WHAT IS EXPECTED » Using the data below, gather each line that includes the word "shirt".

Source data:
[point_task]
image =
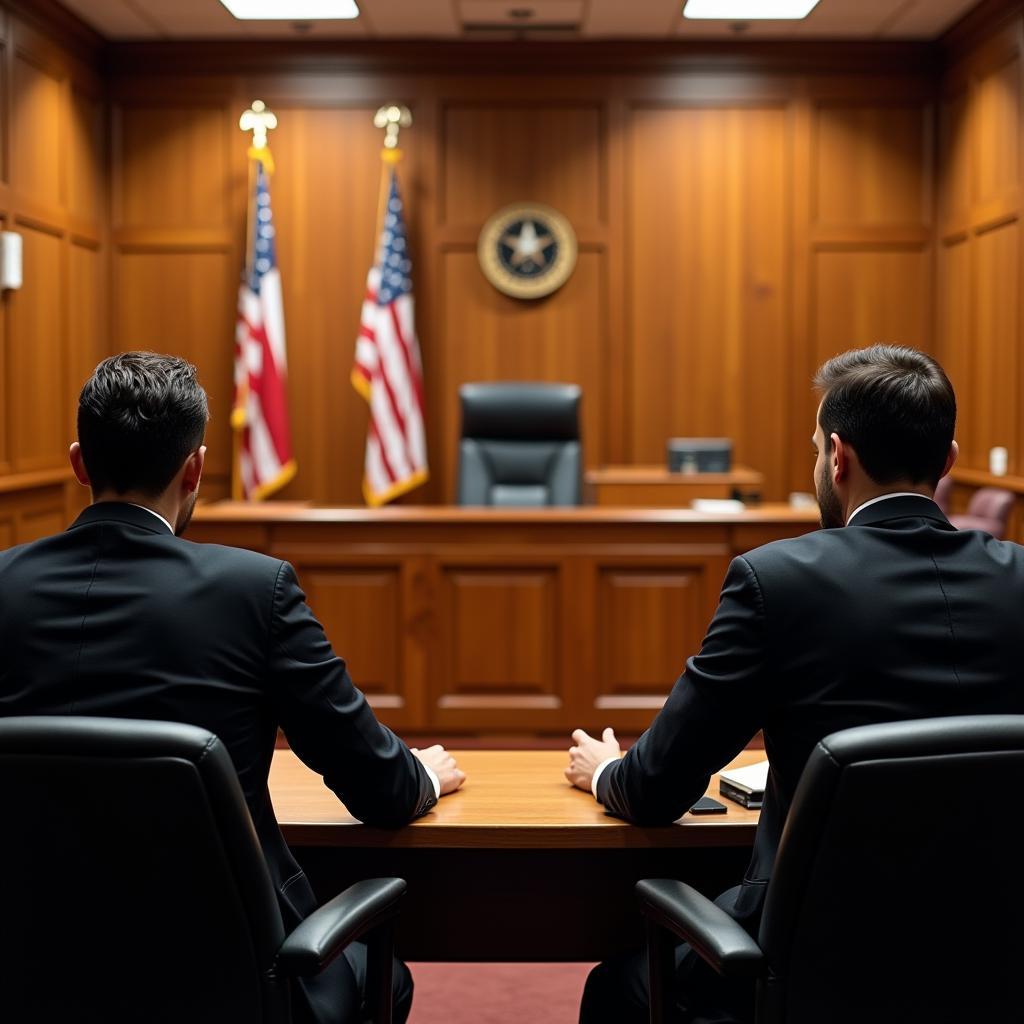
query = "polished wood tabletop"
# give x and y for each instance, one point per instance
(305, 513)
(511, 800)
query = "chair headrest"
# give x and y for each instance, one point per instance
(520, 411)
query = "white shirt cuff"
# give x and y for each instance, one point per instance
(433, 780)
(597, 774)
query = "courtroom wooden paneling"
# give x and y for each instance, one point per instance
(363, 608)
(871, 165)
(36, 359)
(52, 158)
(183, 302)
(38, 158)
(651, 615)
(558, 159)
(689, 308)
(507, 622)
(709, 281)
(980, 284)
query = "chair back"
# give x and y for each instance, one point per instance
(520, 444)
(132, 886)
(894, 896)
(988, 510)
(943, 494)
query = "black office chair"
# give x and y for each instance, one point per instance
(132, 887)
(895, 895)
(520, 444)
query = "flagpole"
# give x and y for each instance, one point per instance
(258, 120)
(392, 119)
(238, 492)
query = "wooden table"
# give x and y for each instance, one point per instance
(515, 866)
(655, 486)
(507, 621)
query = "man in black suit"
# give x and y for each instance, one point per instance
(886, 613)
(118, 616)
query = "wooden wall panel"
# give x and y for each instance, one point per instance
(36, 356)
(861, 298)
(980, 287)
(955, 326)
(556, 158)
(87, 339)
(997, 141)
(52, 152)
(39, 128)
(171, 166)
(651, 621)
(360, 612)
(87, 160)
(871, 165)
(183, 303)
(708, 281)
(954, 159)
(992, 417)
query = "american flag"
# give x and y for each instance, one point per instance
(387, 372)
(263, 451)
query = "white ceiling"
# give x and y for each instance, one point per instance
(588, 18)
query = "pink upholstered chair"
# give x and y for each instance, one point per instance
(988, 510)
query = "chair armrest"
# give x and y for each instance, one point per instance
(711, 932)
(330, 928)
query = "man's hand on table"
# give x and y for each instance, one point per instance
(588, 755)
(442, 765)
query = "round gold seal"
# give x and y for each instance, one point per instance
(526, 250)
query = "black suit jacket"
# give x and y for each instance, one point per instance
(897, 615)
(117, 616)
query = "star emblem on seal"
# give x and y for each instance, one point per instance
(527, 250)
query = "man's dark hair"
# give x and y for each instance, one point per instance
(895, 407)
(140, 415)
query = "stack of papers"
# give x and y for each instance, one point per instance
(744, 785)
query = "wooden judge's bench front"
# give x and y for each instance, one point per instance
(525, 621)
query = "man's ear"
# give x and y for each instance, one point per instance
(78, 465)
(951, 458)
(193, 470)
(839, 462)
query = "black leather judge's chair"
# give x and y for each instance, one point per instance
(520, 444)
(132, 887)
(895, 895)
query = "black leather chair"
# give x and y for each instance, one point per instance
(520, 444)
(132, 887)
(895, 894)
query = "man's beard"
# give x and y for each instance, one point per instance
(184, 515)
(829, 505)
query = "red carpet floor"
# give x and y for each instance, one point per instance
(498, 993)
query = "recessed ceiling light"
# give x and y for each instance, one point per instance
(749, 10)
(292, 10)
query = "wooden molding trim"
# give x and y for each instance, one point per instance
(32, 481)
(230, 56)
(982, 478)
(984, 19)
(60, 25)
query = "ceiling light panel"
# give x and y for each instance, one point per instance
(749, 10)
(292, 10)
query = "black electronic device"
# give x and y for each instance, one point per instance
(708, 805)
(699, 455)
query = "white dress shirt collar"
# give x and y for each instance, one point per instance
(885, 498)
(157, 514)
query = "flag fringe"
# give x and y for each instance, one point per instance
(377, 499)
(285, 476)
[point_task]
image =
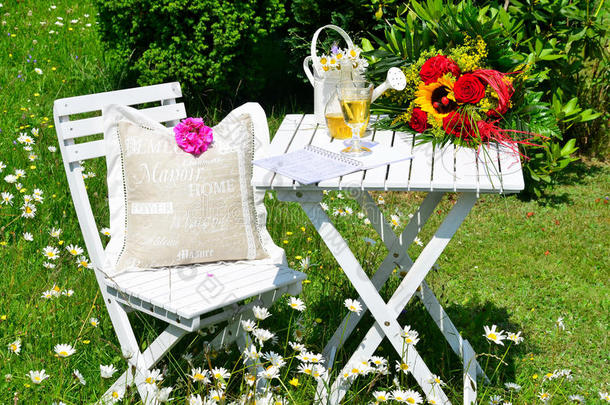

EXERCISE SOLUTION »
query = "white shirt cuff"
query = "white dress shirt collar"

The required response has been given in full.